Make an exact copy of the lines below.

— BEGIN Exercise input —

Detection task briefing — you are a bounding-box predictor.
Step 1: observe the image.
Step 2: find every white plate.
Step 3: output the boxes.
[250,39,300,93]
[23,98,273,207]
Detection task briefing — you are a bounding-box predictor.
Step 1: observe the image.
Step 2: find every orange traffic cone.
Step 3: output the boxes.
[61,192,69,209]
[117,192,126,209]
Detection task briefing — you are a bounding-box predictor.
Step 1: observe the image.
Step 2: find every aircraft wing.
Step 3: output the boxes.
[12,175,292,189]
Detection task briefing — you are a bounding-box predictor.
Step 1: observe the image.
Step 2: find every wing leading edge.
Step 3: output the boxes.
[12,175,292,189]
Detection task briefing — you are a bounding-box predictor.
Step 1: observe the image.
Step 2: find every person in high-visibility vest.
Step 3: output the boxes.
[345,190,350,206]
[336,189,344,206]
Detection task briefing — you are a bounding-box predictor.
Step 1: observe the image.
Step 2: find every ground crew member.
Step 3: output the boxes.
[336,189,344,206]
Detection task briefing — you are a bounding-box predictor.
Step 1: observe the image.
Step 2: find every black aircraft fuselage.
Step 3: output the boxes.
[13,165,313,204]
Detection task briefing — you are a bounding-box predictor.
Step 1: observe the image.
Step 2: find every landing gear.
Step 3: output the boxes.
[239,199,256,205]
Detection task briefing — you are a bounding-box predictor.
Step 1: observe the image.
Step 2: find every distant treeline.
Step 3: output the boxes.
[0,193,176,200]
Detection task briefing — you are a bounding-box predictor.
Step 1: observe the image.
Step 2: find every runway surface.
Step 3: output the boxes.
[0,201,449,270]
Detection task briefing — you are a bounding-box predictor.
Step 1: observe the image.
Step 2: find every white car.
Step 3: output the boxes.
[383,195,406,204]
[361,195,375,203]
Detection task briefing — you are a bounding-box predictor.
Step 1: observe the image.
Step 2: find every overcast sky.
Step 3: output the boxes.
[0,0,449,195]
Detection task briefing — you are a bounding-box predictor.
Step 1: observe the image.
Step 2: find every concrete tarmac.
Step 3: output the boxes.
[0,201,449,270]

— END Exercise input —

Answer
Detection task briefing — you are a bounding-box predictor.
Step 1: observe the image.
Step 2: find every white plate.
Step 3: output the boxes.
[250,39,300,93]
[23,98,273,207]
Detection task briefing — you are a bounding-box predictor.
Step 1: observe the image.
Step 2: find every orange traffic cone.
Step 3: output the boxes.
[61,192,69,209]
[117,192,126,209]
Detection task briefing — you are a bounding-box predictor.
Step 1: observe the image.
Step 2: find every aircraft wing.
Step 3: output the boxes.
[12,175,292,189]
Detection task briefing — you are a bounding-box predictor.
Step 1: observe the image.
Step 2: find every wing leading edge.
Step 3: output the boxes.
[12,175,292,189]
Detection task briefing — you are a bounding-box predictor.
Step 1: observe the image.
Step 2: find every person in high-visibility vest.
Step 3: output the boxes.
[345,190,350,206]
[336,189,344,206]
Detection task briefing — you are a bounding-box predictor.
Step 1: observe the image.
Step 2: find every ground crew member.
Step 3: output the boxes.
[336,189,344,206]
Detection task briefing — you are a bounding-box predictor.
Step 1: observe the image.
Step 2: find every black aircraft fuselage.
Step 3: output the boxes.
[13,165,313,204]
Detection task briefing — you are a bounding-box predictor.
Step 1: observe the image.
Step 2: find every landing gear.
Step 3: output the boxes.
[239,199,256,205]
Detection task briefing — you are a bounding-box predictor.
Step 1: observe the image.
Step 2: find every distant treeline.
Step 3: output the boxes.
[0,193,176,200]
Detection task briefing — you are a bounding-box predictor.
Step 1: observe the image.
Step 2: find every runway surface.
Step 3: output the boxes.
[0,201,449,270]
Detection task briefing — you are a bounding-box predictor.
Step 1: observe the image.
Step 2: find every white car.
Step 3: output the boxes.
[383,195,406,204]
[361,195,375,203]
Detection task briefing — you are a bounding-box predictor.
Step 1: observe the image.
Step 2: find every overcast sky.
Step 3: output the boxes.
[0,0,449,195]
Detection task briefing — you are a bounding-box predictor.
Step 1: observe the image.
Step 2: find every concrete tarmac.
Step 3: output the boxes.
[0,201,449,270]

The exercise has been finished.